▶ _Aim of the exercise_: Copy out the lines word for word, from the first one up to and including the line that contains "POLYGON ((45 174, 50".

** Start of Data provided **

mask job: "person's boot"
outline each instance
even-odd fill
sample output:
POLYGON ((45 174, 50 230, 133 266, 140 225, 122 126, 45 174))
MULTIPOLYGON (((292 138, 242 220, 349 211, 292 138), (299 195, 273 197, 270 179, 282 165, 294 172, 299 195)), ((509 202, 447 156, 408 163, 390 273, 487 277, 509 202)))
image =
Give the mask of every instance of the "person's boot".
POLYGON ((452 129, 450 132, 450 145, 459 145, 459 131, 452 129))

** End of Data provided **

▶ _Answer below_:
mask job: "person's boot"
outline each instance
even-odd fill
sample output:
POLYGON ((45 174, 50 230, 133 266, 140 225, 122 126, 45 174))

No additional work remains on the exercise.